» Supplied passage
* * *
# Give It A Caption - #5



## SifuPhil (Sep 21, 2013)

*Give It A Caption! *


----------



## SeaBreeze (Sep 21, 2013)

Follow closely now, and come with me, as we slowly ascend up the slippery path to Pleasure Peak.


----------



## Anne (Sep 21, 2013)

Something's missing in this camp, but I can't quite put my finger on it..


----------



## SeaBreeze (Sep 21, 2013)

Driver's saying, 'hey girls wait, can I come too?'


----------



## Diwundrin (Sep 21, 2013)

Record job applications flood into Summer Camp.


----------



## Jillaroo (Sep 22, 2013)

*Everybody gets to be so happy when they come to Camp Climax*


----------



## Jillaroo (Sep 22, 2013)

_*Pleasurable time guaranteed at Camp Climax*_


----------



## Pappy (Sep 22, 2013)
* * *
» Supplied data
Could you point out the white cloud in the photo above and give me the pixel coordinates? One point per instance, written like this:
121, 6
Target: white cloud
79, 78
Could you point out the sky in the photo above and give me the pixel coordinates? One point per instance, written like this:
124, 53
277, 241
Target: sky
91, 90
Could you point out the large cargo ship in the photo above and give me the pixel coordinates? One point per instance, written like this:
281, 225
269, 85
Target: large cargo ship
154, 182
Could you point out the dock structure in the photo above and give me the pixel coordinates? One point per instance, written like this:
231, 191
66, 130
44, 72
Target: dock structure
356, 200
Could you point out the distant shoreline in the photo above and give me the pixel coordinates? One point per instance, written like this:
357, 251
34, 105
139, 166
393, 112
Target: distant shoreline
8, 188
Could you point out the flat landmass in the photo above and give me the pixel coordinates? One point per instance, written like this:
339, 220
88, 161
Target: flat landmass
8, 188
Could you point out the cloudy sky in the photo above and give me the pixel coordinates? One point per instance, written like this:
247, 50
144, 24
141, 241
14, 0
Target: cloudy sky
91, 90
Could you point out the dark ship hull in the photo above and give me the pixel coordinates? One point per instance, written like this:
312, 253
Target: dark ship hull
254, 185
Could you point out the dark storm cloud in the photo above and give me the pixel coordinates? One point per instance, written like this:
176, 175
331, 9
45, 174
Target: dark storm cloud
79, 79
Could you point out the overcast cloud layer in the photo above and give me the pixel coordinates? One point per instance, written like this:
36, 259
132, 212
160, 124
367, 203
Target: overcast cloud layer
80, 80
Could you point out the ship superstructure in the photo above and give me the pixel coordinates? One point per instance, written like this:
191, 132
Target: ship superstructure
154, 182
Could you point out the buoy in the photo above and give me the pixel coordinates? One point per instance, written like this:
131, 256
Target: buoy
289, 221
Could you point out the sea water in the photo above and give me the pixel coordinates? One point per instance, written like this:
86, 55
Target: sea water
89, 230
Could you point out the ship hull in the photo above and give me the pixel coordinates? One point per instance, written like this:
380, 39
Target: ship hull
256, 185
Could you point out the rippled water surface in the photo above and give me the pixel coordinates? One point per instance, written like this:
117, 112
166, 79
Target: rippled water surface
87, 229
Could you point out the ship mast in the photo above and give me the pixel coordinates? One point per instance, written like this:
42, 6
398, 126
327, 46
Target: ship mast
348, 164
* * *
» To do
Reproduce the caption thread between "## SifuPhil (Sep" and "to Pleasure Peak.", inclusive, swapping in "rocky trail" wherever "slippery path" appears.

» Response to this exercise
## SifuPhil (Sep 21, 2013)

*Give It A Caption! *


----------



## SeaBreeze (Sep 21, 2013)

Follow closely now, and come with me, as we slowly ascend up the rocky trail to Pleasure Peak.